··· READING PASSAGE ···

Winning in the mobile world means driving revenues, acquiring new customers, and accelerating transactions. Mobile capture apps need open platforms and frameworks for apps that can be optimized for multiple uses and customized for their organization’s documents, customers, user experience and requirements.

For example, I see banks that have check deposit, bill pay, or balance transfer, but cannot build from that same platform, leverage the same technology stack, or use the same infrastructure to deliver the next stage in mobile banking, which includes payments and/or balance transfers.

Consider how your mobile payments road map could be optimized if identification validation could be done by the snap of a driver’s license; it would improve the approval process for mobile credit and payment applications. Or the flexibility of your mobile capture app to read all forms of pre-payment cards such as gift cards and stored value cards. The imaging quality and data extraction capabilities will significantly impact the consumer’s payment experience.

I talk to financial institutions every week that believe they are implementing an effective mobile imaging solution when all they are doing is simply taking a photo of a piece of paper. After the initial, “it works great,” cursory comments, they quickly realize that they haven’t seen the bigger picture of the capabilities of mobile imaging for their customers or for themselves. Following are tips that every financial institution, or any organization, should know about mobile imaging and its effect on their customers’ experience.

Customers were elated with the new level of convenience that mobile imaging banking applications provided. Instead of driving to an ATM for basic services, a snap and tap was all that was needed. But the euphoria soon wore off when the large images were unreadable nor able to be processed.  Users were forced to do multiple retakes until the system finally received an image it could process. Customers understandably questioned if these mobile banking apps really worked and will it cause them more inconvenience by needing to visit the branch or get on the phone to handle inconsistencies and errors.

Customers simply expect the solution to work and do not really care about the complexities of dealing with lighting, blur, jitter, optics, background challenges and page size.  Apps that do not understand this problem get negative feedback and customers believe the apps do not work when, in reality, it all comes back to a basic principal: if you are going to ask the customer to submit mobile content, make sure it works at the first finger swipe.

It is dumbfounding to see the many intuitive mobile capture apps that are being held prisoner by purpose-built app components that are the same components competitors use. Banks should not invest in technology for a single use case that makes them captive to a vendor whose sole focus is to give all organizations the exact same solution and user experience.

However, currently, retailers, financial institutions and mobile payment systems are dependent on their mobile image capture vendor to develop and deliver the next solution—on their schedule, based upon their priorities, and of course, it will be available to all of their competitors as well.

It is better to standardize on a single, vendor-neutral platform that enables you to control your mobile destiny and develop and deploy mobile apps and solutions according to your plans, your domain expertise, with your resources. This is your competitive advantage, you should cease it.

··· DATASET CONTENT ···

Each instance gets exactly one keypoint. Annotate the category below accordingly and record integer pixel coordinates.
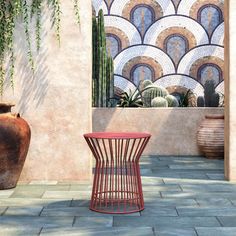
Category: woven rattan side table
(117, 187)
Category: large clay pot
(210, 136)
(14, 145)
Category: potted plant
(14, 145)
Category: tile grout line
(40, 231)
(41, 211)
(5, 211)
(196, 231)
(73, 222)
(219, 221)
(154, 232)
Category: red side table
(117, 187)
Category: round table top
(117, 135)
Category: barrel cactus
(146, 83)
(154, 91)
(172, 101)
(159, 102)
(200, 101)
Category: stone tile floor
(184, 196)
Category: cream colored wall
(57, 100)
(230, 39)
(173, 129)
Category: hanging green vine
(25, 10)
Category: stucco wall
(173, 129)
(230, 68)
(56, 101)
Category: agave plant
(131, 99)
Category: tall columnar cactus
(103, 81)
(154, 91)
(159, 102)
(211, 97)
(110, 79)
(172, 101)
(200, 101)
(95, 67)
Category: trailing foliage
(24, 11)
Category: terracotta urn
(14, 144)
(210, 136)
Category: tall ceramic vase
(210, 136)
(14, 145)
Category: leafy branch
(25, 10)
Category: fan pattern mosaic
(178, 44)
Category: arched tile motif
(118, 6)
(154, 66)
(181, 22)
(218, 35)
(197, 53)
(182, 81)
(176, 43)
(142, 50)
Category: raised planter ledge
(173, 130)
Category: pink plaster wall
(173, 129)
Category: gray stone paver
(213, 202)
(23, 211)
(207, 211)
(184, 196)
(152, 210)
(2, 209)
(20, 231)
(216, 231)
(166, 221)
(227, 221)
(93, 221)
(74, 211)
(28, 202)
(104, 231)
(175, 232)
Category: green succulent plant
(159, 102)
(172, 101)
(154, 91)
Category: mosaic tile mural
(178, 44)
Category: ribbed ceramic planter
(14, 145)
(210, 136)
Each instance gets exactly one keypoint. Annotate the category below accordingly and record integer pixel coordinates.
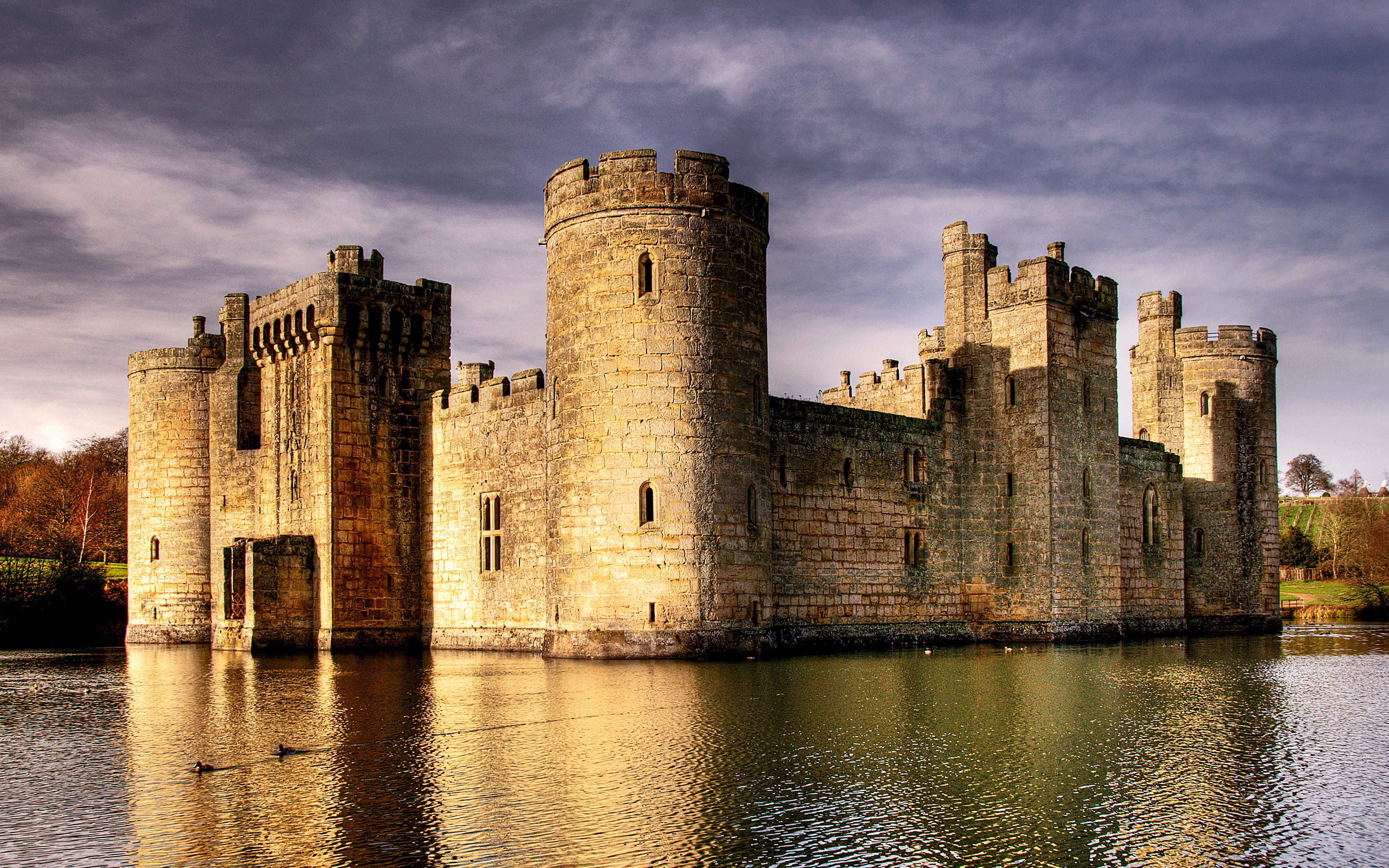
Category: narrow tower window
(1151, 516)
(648, 503)
(394, 331)
(417, 332)
(752, 510)
(491, 534)
(353, 324)
(645, 275)
(916, 549)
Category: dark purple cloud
(155, 156)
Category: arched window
(1151, 530)
(395, 330)
(648, 503)
(645, 275)
(491, 532)
(417, 332)
(914, 548)
(353, 324)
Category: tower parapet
(657, 294)
(1212, 399)
(170, 563)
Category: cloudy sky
(156, 156)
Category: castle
(315, 477)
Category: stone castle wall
(657, 352)
(169, 498)
(1152, 573)
(316, 481)
(487, 439)
(1214, 398)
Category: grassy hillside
(1307, 511)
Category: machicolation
(316, 475)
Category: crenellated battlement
(348, 259)
(1153, 306)
(477, 389)
(1229, 341)
(349, 304)
(699, 186)
(203, 353)
(1048, 278)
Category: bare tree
(1335, 538)
(67, 506)
(1306, 474)
(1367, 556)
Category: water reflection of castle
(312, 478)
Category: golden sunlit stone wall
(169, 585)
(487, 439)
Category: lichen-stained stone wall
(487, 439)
(1214, 398)
(169, 589)
(1230, 456)
(1152, 573)
(657, 353)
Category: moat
(1263, 750)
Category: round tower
(167, 527)
(1230, 462)
(659, 460)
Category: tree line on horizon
(1352, 542)
(62, 521)
(1307, 474)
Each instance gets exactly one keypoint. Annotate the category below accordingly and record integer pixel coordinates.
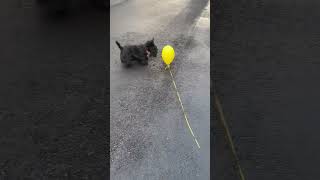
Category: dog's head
(152, 48)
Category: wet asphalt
(149, 137)
(52, 74)
(266, 74)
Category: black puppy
(140, 53)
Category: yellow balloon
(167, 54)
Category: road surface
(266, 62)
(52, 73)
(149, 137)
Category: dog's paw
(144, 63)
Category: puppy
(137, 53)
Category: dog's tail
(120, 47)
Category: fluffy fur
(137, 53)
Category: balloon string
(183, 110)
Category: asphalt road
(149, 137)
(52, 74)
(266, 63)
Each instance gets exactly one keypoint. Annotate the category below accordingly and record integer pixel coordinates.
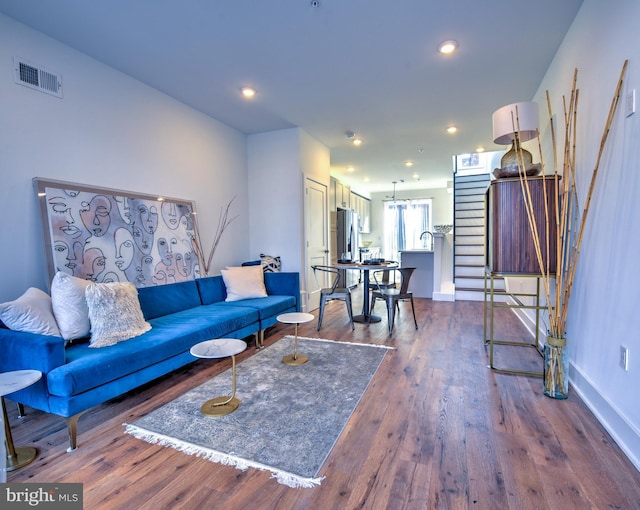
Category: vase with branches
(570, 225)
(205, 259)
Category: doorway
(316, 235)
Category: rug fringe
(389, 347)
(283, 477)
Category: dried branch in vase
(223, 222)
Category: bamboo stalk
(594, 175)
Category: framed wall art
(105, 235)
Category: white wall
(109, 131)
(275, 194)
(278, 163)
(603, 312)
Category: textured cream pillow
(30, 313)
(244, 282)
(114, 312)
(70, 306)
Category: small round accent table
(296, 318)
(220, 348)
(10, 382)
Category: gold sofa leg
(72, 426)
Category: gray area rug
(289, 416)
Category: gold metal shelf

···

DIRECTIONS -
In the mobile imaging text, take the passage that opens with the words containing "It is dumbfounding" and closes with "competitors as well.", and write it out again with "rivals" substituted for "competitors".

COMPLETE ANSWER -
It is dumbfounding to see the many intuitive mobile capture apps that are being held prisoner by purpose-built app components that are the same components rivals use. Banks should not invest in technology for a single use case that makes them captive to a vendor whose sole focus is to give all organizations the exact same solution and user experience.

However, currently, retailers, financial institutions and mobile payment systems are dependent on their mobile image capture vendor to develop and deliver the next solution—on their schedule, based upon their priorities, and of course, it will be available to all of their rivals as well.